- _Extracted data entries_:
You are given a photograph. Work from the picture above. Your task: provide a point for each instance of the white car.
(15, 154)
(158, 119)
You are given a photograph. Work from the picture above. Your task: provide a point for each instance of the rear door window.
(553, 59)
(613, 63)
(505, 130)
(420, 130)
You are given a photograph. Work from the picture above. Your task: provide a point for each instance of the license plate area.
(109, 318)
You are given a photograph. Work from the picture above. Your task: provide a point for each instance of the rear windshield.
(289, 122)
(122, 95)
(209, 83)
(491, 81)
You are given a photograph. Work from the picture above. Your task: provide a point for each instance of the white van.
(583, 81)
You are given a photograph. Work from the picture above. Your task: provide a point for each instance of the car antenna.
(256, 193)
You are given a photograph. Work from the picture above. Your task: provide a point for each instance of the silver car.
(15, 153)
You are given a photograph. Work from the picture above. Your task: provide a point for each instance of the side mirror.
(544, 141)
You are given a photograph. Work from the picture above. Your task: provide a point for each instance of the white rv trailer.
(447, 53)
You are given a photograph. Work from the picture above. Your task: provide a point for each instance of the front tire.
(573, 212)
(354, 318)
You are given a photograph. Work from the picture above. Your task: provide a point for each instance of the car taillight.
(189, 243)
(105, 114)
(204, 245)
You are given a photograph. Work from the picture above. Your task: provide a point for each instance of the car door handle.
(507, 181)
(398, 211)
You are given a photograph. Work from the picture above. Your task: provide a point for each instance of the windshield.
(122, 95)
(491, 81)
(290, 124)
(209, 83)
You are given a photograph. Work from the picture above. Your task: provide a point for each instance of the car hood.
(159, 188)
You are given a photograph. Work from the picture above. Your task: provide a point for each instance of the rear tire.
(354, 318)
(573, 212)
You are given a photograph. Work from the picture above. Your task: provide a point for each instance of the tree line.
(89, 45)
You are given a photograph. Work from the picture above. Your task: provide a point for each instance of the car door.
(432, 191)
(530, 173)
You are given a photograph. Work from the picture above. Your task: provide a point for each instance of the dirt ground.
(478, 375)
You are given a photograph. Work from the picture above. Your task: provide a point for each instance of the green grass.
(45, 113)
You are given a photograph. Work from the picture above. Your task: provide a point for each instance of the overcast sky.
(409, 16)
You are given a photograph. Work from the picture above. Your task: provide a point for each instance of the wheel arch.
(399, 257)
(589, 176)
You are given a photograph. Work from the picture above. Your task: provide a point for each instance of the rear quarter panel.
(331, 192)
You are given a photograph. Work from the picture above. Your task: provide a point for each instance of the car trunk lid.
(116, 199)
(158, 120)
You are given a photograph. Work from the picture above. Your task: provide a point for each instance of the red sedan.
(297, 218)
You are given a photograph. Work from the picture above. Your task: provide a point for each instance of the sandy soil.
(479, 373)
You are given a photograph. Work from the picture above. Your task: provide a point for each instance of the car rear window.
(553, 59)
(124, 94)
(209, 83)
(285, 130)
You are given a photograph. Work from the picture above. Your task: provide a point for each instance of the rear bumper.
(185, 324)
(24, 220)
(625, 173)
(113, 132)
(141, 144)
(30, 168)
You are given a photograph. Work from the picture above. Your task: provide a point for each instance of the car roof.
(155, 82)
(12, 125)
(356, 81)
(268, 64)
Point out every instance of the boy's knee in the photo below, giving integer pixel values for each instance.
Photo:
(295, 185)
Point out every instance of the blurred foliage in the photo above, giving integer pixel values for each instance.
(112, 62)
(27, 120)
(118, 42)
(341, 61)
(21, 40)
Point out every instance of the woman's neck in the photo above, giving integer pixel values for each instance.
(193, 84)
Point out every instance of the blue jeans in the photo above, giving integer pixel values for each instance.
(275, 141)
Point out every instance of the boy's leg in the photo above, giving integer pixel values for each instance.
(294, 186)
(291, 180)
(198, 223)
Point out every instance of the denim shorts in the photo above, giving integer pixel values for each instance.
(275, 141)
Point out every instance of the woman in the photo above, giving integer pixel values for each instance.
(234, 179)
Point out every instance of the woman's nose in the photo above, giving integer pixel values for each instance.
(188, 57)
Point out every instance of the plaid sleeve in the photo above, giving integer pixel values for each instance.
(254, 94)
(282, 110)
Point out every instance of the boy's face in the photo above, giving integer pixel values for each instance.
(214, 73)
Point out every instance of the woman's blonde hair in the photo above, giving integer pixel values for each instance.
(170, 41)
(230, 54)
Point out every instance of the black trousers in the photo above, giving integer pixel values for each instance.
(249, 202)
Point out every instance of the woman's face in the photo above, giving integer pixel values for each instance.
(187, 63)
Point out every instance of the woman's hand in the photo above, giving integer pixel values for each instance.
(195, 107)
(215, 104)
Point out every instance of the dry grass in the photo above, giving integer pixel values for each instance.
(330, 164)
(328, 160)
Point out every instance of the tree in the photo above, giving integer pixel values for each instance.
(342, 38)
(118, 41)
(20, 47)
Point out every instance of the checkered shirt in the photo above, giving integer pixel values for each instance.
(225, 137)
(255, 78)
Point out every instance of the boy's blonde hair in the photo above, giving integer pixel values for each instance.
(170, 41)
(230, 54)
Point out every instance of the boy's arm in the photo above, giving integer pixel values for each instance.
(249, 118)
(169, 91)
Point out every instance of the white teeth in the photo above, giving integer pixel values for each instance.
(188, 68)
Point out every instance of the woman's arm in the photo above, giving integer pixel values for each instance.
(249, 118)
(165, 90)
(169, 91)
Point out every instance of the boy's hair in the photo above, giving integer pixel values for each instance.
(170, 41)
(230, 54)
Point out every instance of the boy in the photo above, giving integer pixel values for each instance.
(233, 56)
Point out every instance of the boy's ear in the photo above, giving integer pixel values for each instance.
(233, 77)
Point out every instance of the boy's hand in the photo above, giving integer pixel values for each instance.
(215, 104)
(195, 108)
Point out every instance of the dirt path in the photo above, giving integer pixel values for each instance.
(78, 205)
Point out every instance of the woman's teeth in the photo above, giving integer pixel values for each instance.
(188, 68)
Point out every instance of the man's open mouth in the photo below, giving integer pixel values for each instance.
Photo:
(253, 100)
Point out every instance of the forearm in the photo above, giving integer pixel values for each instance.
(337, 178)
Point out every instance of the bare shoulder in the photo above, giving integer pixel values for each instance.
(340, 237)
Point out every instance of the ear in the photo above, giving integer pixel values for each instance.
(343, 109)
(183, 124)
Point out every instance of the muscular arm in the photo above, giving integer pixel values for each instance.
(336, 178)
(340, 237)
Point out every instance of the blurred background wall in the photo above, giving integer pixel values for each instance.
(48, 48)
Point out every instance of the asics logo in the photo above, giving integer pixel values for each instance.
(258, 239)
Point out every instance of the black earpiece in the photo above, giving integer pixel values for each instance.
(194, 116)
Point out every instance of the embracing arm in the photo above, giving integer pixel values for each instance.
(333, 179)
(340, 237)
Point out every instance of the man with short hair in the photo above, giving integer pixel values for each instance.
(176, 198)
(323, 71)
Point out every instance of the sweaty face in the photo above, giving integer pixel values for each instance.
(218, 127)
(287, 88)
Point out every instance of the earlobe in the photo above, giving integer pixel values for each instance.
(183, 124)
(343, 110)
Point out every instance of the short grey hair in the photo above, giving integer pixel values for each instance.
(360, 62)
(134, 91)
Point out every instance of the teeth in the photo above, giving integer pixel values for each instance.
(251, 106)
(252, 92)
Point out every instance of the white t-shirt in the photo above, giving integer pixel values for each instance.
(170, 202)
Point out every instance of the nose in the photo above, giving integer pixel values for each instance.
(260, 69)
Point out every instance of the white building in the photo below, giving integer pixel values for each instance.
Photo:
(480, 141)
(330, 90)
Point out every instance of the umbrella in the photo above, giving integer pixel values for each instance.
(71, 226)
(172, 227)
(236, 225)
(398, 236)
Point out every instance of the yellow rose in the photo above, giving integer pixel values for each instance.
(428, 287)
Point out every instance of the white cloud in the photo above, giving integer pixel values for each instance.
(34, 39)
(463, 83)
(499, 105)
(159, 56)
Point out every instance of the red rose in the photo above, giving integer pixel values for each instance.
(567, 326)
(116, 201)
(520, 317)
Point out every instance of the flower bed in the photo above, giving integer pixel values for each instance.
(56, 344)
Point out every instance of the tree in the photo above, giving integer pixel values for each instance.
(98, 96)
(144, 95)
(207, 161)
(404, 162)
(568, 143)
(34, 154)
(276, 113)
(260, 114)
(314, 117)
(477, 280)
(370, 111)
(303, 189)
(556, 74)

- _TRY IT_: Work out how many lines of the entries hold the word "below", and write only that figure.

- _WRITTEN RESPONSE_: 3